[DATA TO PROCESS — start]

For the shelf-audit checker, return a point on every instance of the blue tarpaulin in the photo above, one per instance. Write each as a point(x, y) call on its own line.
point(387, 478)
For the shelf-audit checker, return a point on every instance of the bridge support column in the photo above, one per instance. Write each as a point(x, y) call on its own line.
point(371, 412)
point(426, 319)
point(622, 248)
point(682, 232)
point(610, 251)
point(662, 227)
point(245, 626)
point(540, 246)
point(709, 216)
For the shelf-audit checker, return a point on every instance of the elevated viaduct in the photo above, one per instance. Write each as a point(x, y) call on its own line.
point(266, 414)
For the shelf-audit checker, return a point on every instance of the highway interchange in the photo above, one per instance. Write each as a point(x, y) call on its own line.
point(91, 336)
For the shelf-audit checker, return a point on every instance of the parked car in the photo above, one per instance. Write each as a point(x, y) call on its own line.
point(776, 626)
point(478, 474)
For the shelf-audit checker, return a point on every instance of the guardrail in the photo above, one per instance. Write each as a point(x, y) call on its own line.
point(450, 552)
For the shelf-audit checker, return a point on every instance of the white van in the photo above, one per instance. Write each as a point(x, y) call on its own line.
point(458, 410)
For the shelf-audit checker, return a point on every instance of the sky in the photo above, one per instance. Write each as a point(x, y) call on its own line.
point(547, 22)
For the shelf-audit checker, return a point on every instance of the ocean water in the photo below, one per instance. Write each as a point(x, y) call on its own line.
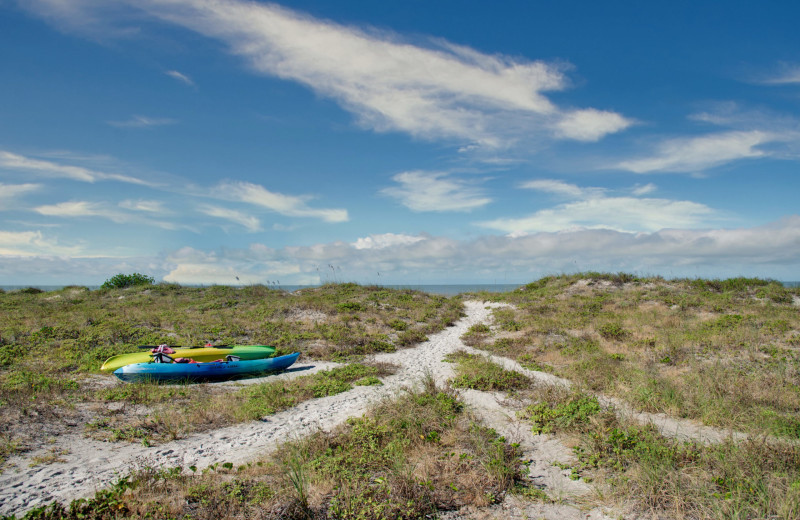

[DATA TO PROCESS — finish]

REQUIREMENT:
Would you print all the entries again exactly, minus any pictures?

TASK SOLUTION:
For the shelf-audit checker, return a point on every instance of the blue tarpaulin in the photo above, one per instance. Write each as a point(x, y) call on its own line.
point(387, 478)
For the shelf-audit checker, return a point on every instance of the bridge support column in the photo above, one per instance. Write each as a point(x, y) call on its own line.
point(371, 412)
point(426, 319)
point(622, 248)
point(682, 232)
point(610, 251)
point(662, 227)
point(245, 626)
point(540, 246)
point(709, 216)
For the shelf-audit checker, return a point on every instance of the elevated viaduct in the photo above, one per instance. Write each as a point(x, y) call on its own line.
point(266, 414)
For the shelf-audit checker, return a point on every instance of the highway interchange in the photo above, one per instance. Write each as a point(x, y) call on its own line.
point(91, 336)
For the shelf-audit checker, return a point on every instance of the parked car in the photo above, one per instance. Write each as a point(x, y) call on its own line.
point(776, 626)
point(478, 474)
For the shelf-audit checker, return a point on every instance of the guardrail in the photo above, one per instance. Write each as a point(x, y) call on its own line.
point(450, 552)
For the shelf-audit checker, return a point on every instance of the white van in the photo above, one per instance. Write each as a point(x, y) call on its own line.
point(458, 410)
For the shelf-audit checker, return a point on every instance of the sky in the photo above, one per instance. Write each as a point(x, y) call on its own line.
point(547, 22)
For the shelf-audit checker, return a point on every instance of the ocean water in the photo below, one per instance. Write each as a point(x, y) call on its own line.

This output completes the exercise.